= Dataset rows on where objects appear =
***
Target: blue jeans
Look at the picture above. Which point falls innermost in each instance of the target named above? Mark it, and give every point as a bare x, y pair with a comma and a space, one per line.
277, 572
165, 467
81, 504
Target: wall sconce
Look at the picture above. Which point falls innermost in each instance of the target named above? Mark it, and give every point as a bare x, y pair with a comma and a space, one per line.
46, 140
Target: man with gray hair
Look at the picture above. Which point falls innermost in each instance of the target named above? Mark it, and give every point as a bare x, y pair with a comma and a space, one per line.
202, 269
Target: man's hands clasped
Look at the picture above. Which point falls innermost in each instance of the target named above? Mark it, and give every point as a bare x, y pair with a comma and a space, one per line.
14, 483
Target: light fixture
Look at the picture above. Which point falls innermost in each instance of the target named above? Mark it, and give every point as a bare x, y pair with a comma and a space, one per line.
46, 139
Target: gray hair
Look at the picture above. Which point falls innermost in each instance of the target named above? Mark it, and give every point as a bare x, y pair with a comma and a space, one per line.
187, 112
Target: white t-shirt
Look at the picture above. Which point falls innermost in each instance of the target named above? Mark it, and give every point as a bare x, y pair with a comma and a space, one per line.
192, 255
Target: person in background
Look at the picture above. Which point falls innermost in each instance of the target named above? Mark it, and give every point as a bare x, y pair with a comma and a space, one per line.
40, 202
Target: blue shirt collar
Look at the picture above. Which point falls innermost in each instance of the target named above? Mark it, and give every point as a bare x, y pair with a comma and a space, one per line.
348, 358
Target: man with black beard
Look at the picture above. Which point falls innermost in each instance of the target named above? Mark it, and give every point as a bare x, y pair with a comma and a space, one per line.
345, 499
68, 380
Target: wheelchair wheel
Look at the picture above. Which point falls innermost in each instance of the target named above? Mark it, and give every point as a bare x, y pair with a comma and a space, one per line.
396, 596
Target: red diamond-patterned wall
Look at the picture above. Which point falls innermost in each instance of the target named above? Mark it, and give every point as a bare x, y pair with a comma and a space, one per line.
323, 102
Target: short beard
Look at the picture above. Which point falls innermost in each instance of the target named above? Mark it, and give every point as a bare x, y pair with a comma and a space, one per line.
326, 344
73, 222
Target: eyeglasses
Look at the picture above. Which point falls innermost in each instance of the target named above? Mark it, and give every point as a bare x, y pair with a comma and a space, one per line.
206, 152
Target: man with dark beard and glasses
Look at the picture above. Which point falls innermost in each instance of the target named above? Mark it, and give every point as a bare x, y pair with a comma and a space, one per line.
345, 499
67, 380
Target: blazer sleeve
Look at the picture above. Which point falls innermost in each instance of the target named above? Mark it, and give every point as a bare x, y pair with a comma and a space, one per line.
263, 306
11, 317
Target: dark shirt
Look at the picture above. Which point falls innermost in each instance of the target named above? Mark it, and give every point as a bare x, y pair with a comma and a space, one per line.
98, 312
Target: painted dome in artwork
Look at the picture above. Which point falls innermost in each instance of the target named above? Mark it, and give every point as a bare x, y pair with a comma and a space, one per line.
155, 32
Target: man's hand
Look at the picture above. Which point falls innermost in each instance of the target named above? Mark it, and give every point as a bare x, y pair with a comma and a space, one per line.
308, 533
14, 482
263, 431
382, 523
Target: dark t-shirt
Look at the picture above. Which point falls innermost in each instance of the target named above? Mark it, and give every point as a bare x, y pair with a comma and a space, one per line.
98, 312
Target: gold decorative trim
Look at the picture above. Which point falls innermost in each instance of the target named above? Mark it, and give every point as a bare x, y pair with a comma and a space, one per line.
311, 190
***
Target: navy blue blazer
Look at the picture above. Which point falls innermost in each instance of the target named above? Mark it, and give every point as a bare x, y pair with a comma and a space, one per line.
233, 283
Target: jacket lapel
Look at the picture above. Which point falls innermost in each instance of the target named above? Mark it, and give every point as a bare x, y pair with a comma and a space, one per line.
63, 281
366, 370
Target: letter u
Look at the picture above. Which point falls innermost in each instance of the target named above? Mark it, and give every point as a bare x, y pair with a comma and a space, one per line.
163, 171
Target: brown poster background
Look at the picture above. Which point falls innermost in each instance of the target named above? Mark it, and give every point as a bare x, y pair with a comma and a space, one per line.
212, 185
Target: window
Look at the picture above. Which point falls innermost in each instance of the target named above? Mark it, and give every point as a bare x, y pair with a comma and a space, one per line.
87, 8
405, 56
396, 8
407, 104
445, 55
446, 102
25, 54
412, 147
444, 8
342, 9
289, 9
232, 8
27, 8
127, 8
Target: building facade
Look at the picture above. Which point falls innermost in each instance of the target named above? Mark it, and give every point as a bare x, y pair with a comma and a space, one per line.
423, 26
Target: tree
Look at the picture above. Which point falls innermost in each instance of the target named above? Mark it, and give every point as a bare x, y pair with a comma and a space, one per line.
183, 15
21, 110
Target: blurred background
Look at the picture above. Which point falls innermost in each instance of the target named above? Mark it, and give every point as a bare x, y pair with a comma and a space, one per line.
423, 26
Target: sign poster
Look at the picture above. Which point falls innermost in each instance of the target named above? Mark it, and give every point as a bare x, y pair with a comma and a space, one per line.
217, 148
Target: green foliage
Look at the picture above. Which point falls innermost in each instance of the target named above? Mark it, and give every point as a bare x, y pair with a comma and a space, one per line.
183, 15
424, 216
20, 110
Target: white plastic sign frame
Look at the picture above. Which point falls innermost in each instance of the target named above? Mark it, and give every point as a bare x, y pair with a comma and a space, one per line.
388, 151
***
= Task goal =
Locate each line in the data above that contains the word "white", and copy those lines out in full.

= Task answer =
Target: white t-shirt
Target: white plastic sign frame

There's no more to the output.